## TASK DIRECTIONS
List each line of the data in which the string "golden" appears.

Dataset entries

==*==

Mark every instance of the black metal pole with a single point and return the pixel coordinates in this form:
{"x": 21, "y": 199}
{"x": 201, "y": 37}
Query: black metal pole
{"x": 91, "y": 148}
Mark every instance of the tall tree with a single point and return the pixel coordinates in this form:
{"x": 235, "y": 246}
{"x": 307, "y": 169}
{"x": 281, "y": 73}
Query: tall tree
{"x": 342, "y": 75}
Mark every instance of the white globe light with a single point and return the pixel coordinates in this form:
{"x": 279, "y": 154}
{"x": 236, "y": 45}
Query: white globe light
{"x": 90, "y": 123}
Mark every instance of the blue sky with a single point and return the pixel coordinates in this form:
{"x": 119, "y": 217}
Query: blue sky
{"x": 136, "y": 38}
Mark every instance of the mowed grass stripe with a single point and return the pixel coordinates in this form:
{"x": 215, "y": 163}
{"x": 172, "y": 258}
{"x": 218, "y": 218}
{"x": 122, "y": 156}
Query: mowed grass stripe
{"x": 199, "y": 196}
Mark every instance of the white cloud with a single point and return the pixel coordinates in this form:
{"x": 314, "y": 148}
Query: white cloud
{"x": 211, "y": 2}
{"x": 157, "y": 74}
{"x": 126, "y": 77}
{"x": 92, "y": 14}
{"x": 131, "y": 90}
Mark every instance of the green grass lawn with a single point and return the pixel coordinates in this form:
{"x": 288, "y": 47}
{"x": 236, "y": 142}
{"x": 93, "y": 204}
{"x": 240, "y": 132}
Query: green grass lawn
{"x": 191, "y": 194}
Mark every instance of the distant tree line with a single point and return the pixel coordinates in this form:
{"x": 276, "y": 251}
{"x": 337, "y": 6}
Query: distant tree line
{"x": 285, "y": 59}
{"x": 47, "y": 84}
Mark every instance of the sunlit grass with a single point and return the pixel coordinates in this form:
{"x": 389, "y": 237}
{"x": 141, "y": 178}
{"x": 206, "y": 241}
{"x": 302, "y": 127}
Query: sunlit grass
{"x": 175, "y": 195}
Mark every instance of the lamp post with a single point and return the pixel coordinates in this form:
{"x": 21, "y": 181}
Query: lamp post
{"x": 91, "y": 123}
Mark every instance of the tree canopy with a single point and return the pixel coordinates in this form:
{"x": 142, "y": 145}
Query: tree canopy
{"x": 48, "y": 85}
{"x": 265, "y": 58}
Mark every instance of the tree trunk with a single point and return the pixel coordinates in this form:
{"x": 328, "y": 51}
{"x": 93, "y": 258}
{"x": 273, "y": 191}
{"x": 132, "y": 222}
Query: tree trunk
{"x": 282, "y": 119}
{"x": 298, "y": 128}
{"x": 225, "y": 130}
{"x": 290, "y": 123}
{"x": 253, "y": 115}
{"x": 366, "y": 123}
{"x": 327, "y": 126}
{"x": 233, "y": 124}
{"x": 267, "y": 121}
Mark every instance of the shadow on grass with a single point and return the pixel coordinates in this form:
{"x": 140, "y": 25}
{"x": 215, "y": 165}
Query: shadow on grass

==*==

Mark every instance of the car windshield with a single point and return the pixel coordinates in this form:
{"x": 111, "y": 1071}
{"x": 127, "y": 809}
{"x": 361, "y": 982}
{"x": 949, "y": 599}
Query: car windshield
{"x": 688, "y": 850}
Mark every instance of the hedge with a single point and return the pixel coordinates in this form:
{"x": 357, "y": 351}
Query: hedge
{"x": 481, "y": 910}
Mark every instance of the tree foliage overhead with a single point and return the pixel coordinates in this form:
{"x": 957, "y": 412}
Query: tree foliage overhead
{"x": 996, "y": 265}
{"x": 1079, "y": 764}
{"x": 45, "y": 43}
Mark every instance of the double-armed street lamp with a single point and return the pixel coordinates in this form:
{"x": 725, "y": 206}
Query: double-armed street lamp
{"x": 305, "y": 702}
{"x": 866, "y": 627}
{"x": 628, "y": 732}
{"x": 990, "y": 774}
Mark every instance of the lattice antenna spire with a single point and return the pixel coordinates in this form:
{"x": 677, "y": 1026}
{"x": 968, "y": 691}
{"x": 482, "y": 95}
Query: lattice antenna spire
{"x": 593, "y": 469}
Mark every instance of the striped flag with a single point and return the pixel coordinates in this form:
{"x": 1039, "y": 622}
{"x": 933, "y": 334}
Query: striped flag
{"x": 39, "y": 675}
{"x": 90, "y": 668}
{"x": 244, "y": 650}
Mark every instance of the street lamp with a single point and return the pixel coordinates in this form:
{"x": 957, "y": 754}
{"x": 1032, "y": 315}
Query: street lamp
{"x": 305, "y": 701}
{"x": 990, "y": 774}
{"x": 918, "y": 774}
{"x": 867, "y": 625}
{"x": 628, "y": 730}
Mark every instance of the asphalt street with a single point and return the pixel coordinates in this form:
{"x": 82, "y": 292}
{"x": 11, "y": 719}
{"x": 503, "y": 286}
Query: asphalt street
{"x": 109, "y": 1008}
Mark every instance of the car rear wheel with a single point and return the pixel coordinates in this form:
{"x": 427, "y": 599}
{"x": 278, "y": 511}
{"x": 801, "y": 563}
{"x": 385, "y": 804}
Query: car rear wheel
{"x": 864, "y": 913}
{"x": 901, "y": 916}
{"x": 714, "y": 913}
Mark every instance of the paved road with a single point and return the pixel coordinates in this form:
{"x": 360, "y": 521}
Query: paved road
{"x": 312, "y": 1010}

==*==

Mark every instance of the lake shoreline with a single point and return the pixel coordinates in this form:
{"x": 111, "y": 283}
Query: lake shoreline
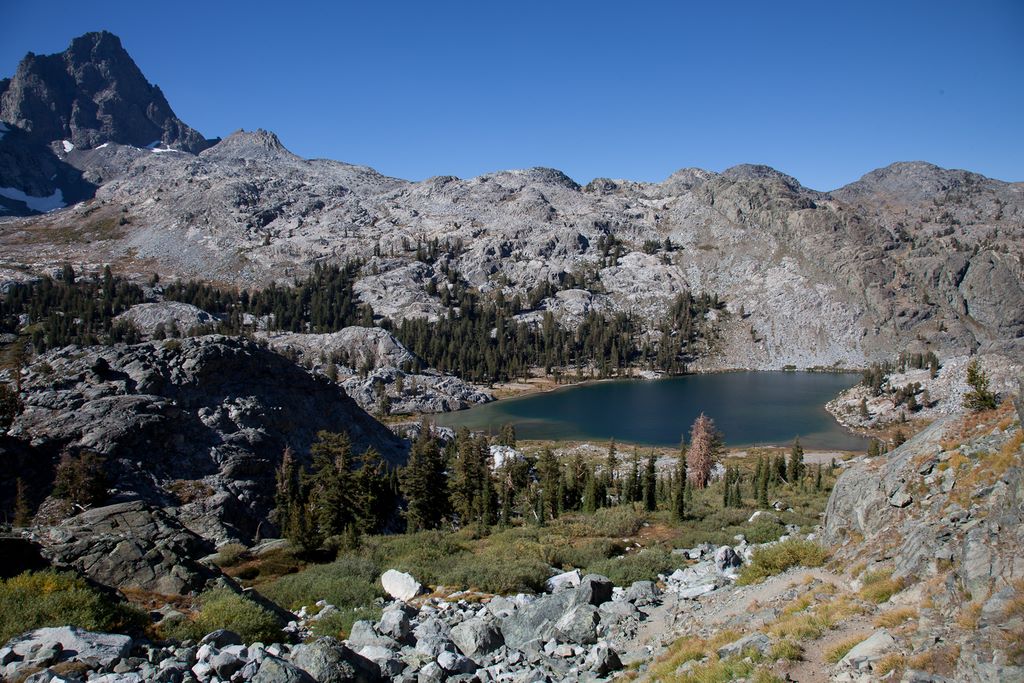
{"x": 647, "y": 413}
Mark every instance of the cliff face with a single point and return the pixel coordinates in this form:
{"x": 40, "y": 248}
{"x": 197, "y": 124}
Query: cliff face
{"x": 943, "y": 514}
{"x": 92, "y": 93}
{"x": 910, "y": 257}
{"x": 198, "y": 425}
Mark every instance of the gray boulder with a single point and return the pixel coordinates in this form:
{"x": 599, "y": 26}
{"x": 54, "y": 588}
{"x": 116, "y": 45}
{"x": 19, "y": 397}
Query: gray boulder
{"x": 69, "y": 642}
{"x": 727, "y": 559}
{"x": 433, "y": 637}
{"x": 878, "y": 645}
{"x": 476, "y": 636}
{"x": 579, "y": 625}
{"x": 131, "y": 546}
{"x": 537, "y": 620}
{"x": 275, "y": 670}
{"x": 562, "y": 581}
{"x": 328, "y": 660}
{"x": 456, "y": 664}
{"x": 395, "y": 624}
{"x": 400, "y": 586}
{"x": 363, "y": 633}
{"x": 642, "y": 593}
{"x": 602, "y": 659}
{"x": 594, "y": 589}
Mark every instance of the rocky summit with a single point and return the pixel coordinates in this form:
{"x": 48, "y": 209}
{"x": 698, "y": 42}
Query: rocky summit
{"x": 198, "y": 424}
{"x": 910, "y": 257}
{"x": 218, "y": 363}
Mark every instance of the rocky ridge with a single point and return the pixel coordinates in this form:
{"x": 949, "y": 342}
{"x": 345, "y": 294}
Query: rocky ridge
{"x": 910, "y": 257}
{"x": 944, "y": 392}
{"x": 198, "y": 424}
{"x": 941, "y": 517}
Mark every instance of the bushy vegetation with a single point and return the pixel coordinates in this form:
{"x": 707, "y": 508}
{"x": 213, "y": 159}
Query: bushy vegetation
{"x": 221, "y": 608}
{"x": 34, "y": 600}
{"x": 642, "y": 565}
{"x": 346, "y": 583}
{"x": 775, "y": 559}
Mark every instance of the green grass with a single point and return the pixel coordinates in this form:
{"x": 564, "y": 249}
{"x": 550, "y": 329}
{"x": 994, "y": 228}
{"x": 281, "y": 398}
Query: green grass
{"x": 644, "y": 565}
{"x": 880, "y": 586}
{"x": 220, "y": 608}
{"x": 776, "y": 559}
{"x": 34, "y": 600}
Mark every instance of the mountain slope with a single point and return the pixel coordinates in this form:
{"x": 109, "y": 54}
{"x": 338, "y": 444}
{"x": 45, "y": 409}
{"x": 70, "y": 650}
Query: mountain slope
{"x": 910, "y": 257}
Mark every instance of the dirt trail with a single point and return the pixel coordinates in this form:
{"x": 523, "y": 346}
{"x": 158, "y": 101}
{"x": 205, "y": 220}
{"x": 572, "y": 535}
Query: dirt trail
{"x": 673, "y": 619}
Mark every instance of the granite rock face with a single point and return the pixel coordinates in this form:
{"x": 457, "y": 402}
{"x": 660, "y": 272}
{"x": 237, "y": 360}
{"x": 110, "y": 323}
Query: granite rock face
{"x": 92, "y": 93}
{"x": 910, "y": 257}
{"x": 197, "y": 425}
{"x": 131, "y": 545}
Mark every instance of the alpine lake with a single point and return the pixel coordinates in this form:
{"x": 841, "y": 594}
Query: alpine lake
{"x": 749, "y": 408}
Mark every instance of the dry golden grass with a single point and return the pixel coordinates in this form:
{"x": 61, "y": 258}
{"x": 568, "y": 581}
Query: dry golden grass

==*==

## FINISHED TASK
Mark every instance of the dry golden grass with a single point and return the pixel coordinates in this form:
Query: dry golden grass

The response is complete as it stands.